• [SELECTED PASSAGE]:

»»

The McDougle Method: Fishers chiropractor finds new way to treat pain


By Noah Alatza

Overcoming life’s obstacles has been the mindset of Fishers chiropractor Todd McDougle since he began working his way through college in the late 1980s.

Originally, McDougle planned to be a police officer, but his career path changed when the unimaginable happened.

In 1988, tragedy struck while McDougle was working as a supervisor at a foundry in northern Indiana. While sweeping the floor with a broom at the end of the day, the broom got caught in a sand reclaimer, which pulled his arm inside the machine for eight minutes while other workers searched frantically for a shut-off valve.

“Doctors told me that they were not prepared to save the arm,” he said.

McDougle persuaded his doctors not to amputate by moving his thumb slightly. Doctors were so encouraged by his progress that they opted for reconstructive surgery, using his back muscles to restore function to his arm and hand.
Before the incident, McDougle weighed 225 pounds. After six months in and out of hospitals, he was down to 165 pounds. Despite his injury, McDougle was determined to rehabilitate himself, returning to the gym just days after leaving the hospital.

“I couldn’t stand to look at myself, so I would go to the gym and train at the local (YMCA), and I hurt my lower back,” McDougle said. “I got this, got that, but nothing was working, and I still couldn’t walk. I knew I was most likely not going back to law enforcement. It wasn’t looking right. I had an interest in rehab in high school and worked through a vocational program internship in physical therapy.”

McDougle said a friend urged him to visit a chiropractor, but he was reluctant at first.

««

• [EXCERPTED RECORDS]:
»»

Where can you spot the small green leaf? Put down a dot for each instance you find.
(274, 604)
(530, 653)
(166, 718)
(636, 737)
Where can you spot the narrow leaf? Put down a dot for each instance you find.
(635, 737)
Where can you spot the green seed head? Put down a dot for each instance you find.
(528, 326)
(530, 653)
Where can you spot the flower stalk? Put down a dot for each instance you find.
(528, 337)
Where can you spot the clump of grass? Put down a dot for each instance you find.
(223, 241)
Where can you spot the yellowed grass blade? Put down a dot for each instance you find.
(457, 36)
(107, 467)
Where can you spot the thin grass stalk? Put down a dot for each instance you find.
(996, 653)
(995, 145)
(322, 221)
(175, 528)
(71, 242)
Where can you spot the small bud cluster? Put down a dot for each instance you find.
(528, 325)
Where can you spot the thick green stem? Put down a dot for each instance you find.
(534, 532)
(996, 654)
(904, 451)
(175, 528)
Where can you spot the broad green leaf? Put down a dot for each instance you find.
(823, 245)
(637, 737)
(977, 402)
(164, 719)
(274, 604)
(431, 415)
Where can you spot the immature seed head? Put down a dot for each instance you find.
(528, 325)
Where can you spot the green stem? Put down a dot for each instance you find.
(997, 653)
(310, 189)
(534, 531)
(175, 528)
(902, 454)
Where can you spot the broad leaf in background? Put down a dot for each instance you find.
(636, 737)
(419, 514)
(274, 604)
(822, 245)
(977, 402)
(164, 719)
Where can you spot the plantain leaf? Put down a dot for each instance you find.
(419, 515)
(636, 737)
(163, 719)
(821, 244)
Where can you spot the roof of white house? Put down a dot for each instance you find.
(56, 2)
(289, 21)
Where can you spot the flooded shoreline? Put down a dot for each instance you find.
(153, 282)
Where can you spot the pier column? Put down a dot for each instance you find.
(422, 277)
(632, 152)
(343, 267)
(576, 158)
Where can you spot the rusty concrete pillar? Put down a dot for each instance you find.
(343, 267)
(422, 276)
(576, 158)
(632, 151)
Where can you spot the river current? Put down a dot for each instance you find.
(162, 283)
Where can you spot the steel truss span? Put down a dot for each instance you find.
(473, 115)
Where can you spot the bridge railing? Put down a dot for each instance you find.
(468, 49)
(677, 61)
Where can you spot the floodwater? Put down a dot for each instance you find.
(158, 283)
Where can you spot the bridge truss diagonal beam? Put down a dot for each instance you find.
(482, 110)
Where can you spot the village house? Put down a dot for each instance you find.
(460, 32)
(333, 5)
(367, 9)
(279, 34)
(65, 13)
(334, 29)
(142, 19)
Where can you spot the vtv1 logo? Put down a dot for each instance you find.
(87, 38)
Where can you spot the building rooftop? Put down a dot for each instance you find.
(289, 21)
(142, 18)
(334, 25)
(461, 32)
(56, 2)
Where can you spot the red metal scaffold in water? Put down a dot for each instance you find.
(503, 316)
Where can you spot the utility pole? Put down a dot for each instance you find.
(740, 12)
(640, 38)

««

• [BRIEF 1]:
Answer these questions about the article on Fishers chiropractor Todd McDougle, marking each answer with the matching letter.
(a) What job did McDougle hold at the foundry in 1988?
(b) For how long was his arm held inside the sand reclaimer?
(c) How much did he weigh before the incident?
• [BRIEF 2]:
Reproduce the part of the article on Todd McDougle starting with "By Noah Alatza" and going on through "a shut-off valve.".
• [BRIEF 3]:
Resume the article about chiropractor Todd McDougle from the point where the text stops.

• [YOUR RESPONSE 1]:
(a) He was a supervisor at a foundry in northern Indiana.
(b) Eight minutes.
(c) 225 pounds.

• [YOUR RESPONSE 2]:
By Noah Alatza

Overcoming life’s obstacles has been the mindset of Fishers chiropractor Todd McDougle since he began working his way through college in the late 1980s.

Originally, McDougle planned to be a police officer, but his career path changed when the unimaginable happened.

In 1988, tragedy struck while McDougle was working as a supervisor at a foundry in northern Indiana. While sweeping the floor with a broom at the end of the day, the broom got caught in a sand reclaimer, which pulled his arm inside the machine for eight minutes while other workers searched frantically for a shut-off valve.

• [YOUR RESPONSE 3]:
But the chiropractor helped McDougle so much he decided to pursue a career in chiropractic care and sports medicine, so he enrolled in Palmer’s College of Chiropractic at the Davenport, Iowa campus.

After receiving a bachelor’s degree, he completed 48 credit hours in one semester and made the dean’s list.

McDougle began working with the International World’s Strongest Man competitors in the late 1990s. He also was the supervising chiropractor for the World Strong Man games this year.
He developed his own dynamic chiropractic adjustment technique to help athletes meet and exceed their performance goals.

His technique, “The McDougle Method,” helps athletes adjust and improve their performance at his clinic, Indiana Chiropractic & Wellness, Inc,. in Fishers. Some of his patients travel long distances, with a few coming from Australia and Europe for treatment.

McDougle copyrighted his method after extensive research on the topic. The 1910 Hoffman’s reflex, often referred to as the “H-reflex,” is a performed test using an electric stimulator and typically takes much longer.
“I developed a short, high-velocity burst that bypasses Hoffman’s reflex,” McDougle said. “We see an increase in about 20 percent off the table in muscle strength, and the athlete can go into a competition without delay.”

McDougle said he developed the method after treating a wide array of patients and focusing on their specific needs.

McDougle’s arm is not 100 percent healed, but he said he never notices it. Doctors told him functionally is approximately 50 percent.

McDougle is teaching the method now and has been educating the community for the past two years. He is a guest lecturer at the International Chiropractors Association of Indiana and at the Council on Fitness and Sports Health at the Arnold Symposium in Columbus, Ohio.

McDougle said he wants people to know that, at the end of the day, they can rise above disabilities and excel.

“Now what we’re doing is so unique, and that would never have happened if I went ahead and was put on disability,” he said.

Exclusive Clientele

Chiropractor Todd McDougle’s notable patients include the world’s greatest dumbbell presser and former Ringling Bros. and Barnum & Bailey Circus strongman, Dimitar Savatinov.

Savatinov said the primary difference between McDougle and other chiropractors is simply how he works.

“He knows what he is doing, that’s for sure,” Savatinov siad. “With his technique after the adjustment, I feel like I’m walking straight.”

Savatinov said McDougle often comes to his competitions to help with adjustments as needed.

“I feel ready and I can sleep better,” he said. “Everything is in place, and when I wake up the next day, I’m ready to compete.”